To do
Rewrite the records below with "reinforcement bar" changed to "rebar", leaving everything else as it is.

***** Record excerpts

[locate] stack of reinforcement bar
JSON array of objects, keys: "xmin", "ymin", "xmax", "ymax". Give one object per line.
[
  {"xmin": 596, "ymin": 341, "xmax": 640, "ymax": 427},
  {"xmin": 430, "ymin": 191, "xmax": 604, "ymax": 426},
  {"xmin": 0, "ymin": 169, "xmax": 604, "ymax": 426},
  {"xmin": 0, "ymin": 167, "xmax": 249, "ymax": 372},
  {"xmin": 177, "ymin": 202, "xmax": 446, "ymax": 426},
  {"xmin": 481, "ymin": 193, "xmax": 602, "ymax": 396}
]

**********

Correct answer
[locate] stack of rebar
JSON array of objects, keys: "xmin", "ymin", "xmax", "ymax". Give one object per line.
[
  {"xmin": 596, "ymin": 341, "xmax": 640, "ymax": 427},
  {"xmin": 430, "ymin": 191, "xmax": 604, "ymax": 426},
  {"xmin": 0, "ymin": 169, "xmax": 604, "ymax": 426},
  {"xmin": 0, "ymin": 167, "xmax": 249, "ymax": 372},
  {"xmin": 177, "ymin": 202, "xmax": 446, "ymax": 426},
  {"xmin": 481, "ymin": 193, "xmax": 602, "ymax": 396}
]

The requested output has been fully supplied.